[Dataset entries]
*** Begin section ***

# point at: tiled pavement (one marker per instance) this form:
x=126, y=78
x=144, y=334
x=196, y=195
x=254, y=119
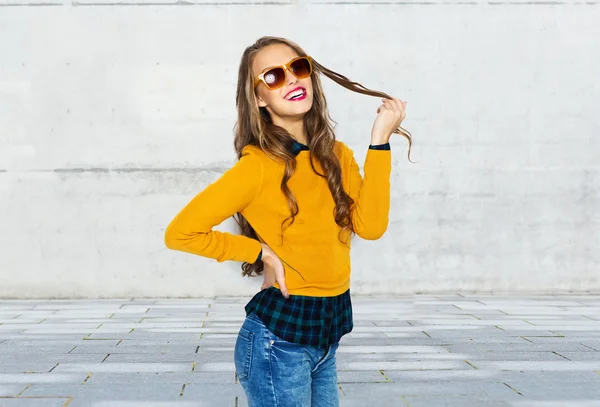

*** End section ***

• Work to be completed:
Print the records exactly, every one. Leave out the pictures.

• Written response:
# point at: tiled pavement (one marker per instance) this form:
x=126, y=78
x=144, y=334
x=196, y=195
x=254, y=119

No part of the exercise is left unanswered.